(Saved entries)
▼
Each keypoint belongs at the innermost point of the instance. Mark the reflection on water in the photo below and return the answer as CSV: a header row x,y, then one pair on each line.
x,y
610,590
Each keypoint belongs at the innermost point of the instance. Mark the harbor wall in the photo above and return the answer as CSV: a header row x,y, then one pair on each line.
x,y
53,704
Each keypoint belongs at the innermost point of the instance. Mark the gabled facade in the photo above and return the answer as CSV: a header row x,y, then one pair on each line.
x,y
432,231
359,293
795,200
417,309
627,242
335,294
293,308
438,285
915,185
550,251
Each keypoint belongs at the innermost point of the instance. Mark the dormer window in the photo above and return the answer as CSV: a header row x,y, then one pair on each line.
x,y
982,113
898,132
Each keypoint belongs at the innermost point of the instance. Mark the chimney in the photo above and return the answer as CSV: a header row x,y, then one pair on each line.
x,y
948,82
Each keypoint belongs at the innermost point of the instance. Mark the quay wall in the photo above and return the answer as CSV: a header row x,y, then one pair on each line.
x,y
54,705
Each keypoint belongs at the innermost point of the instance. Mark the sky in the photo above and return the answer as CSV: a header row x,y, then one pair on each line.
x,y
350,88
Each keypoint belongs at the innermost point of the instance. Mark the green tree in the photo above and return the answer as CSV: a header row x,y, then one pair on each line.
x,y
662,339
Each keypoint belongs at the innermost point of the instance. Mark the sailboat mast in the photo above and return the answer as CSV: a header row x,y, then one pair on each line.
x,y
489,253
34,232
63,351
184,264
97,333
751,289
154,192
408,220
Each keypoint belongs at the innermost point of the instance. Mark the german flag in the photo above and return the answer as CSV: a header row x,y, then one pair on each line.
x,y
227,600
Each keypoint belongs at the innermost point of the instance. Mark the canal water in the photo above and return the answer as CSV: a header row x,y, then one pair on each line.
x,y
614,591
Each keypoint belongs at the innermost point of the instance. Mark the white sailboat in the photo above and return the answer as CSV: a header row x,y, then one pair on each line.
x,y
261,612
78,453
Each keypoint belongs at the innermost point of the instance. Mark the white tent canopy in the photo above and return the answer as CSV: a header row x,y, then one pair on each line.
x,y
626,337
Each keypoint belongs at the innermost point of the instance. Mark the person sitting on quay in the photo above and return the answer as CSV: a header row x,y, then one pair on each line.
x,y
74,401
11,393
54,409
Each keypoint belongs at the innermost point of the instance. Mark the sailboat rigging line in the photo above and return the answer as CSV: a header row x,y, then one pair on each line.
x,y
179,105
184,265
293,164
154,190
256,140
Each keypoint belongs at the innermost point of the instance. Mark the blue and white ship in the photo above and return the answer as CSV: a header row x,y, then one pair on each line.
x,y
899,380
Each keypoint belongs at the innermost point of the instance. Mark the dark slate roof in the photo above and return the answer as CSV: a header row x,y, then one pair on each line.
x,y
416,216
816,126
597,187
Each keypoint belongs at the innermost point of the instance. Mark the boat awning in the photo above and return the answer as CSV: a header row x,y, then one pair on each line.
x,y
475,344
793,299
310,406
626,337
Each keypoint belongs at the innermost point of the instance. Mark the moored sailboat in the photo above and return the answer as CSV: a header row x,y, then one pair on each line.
▲
[Directions]: All of the data above needs to be written out exactly.

[Completed exercise]:
Each keypoint belongs at the innermost point of the instance. Mark the reflection on water in the photo below and return the answer as CSV: a header row x,y, then one pair on each line.
x,y
610,590
Each keypoint belongs at the innermost point of the instance. Mark the harbor wall in the photo above and return the answer as CSV: a header row x,y, then one pair on each line.
x,y
53,704
Each keypoint belongs at the innermost point of the instance. Mark the gabled facade in the photo above and return the answer as CSV: a header row x,y, then one pair on each line.
x,y
432,231
359,293
795,200
417,309
627,242
335,294
293,308
438,285
915,185
550,251
Each keypoint belongs at the innermost point of the instance. Mark the dormer window in the photo above and return the answer as CSV: a header row x,y, then one pair on each line.
x,y
982,113
898,132
Each keypoint belongs at the innermost point of the instance. Mark the chimney in the photo above and return the answer as CSV: a header row x,y, then one pair on each line.
x,y
948,82
Each keypoint belongs at the innermost point of the instance. Mark the quay wall in the photo above and return the answer as CSV: a header row x,y, then one pair on each line.
x,y
54,705
Each keypoint belongs at the innermost point of the instance. Mark the sky in the photo above and return the answer as CSV: a header row x,y, then one pair on each line.
x,y
350,88
Each keypoint belongs at the innermost point of the instance. Mark the green tree in the photo above and return the answer as CSV: a header row x,y, then one pair on each line.
x,y
662,339
Each keypoint belongs at the innermost point of the instance. Mark the sailboat mast in the photo above and return the answer as CSV: a header row x,y, then one pair on each line.
x,y
489,253
34,232
63,351
184,264
97,333
751,289
154,192
408,220
Each keypoint belongs at the innermost point of the instance. Mark the german flag in the photo above and return the answer as CSV: a header row x,y, then one pair on each line.
x,y
227,600
Each keypoint belongs at the innermost point of the instance. Mark the canal water in the photo above and return the answer as CSV: a header row x,y, then one pair on each line.
x,y
614,591
Each keypoint belongs at the innermost point of the instance. Mark the white sailboat in the photo above and return the answer as CSV: a header row x,y, then one pair on each line.
x,y
261,612
78,453
Each keypoint belongs at the innermost point of the instance. Mark the white tent canopy in the photo above and return the answer as CSV: a header row x,y, then one pair on each line.
x,y
626,337
Each keypoint belongs at the innermost point of the instance. Mark the person sitting on quay in the photo above and return the answer as CSV: a header row x,y, then one pair on each line.
x,y
74,401
11,393
54,409
Each keypoint belongs at the innermost point of the instance. Mark the sailboat rigging line in the photo above and return the answer as CSV: a header row x,y, then one pair on each line.
x,y
179,105
184,265
293,164
154,190
256,140
Each keypoint belongs at the innermost point of the instance. Mark the blue and white ship in the photo above and return the answer as CSV: a header row x,y, then one pair on each line.
x,y
899,380
Each keypoint belongs at the innermost point of the instance. Mark the dark slate roof in the photo above and return the answer as CSV: a header row x,y, then one pair on each line.
x,y
416,216
816,126
597,187
Each keypoint belongs at the innermost point of the instance. Mark the boat awning in the photo above and return the answer as CSV: a header row x,y, then one pair on each line.
x,y
475,344
793,299
310,406
626,337
Each keypoint belongs at the innermost point of the instance. Mark the moored sailboat in the photo above and return the answer as CSV: a header row x,y, then one pair on each line.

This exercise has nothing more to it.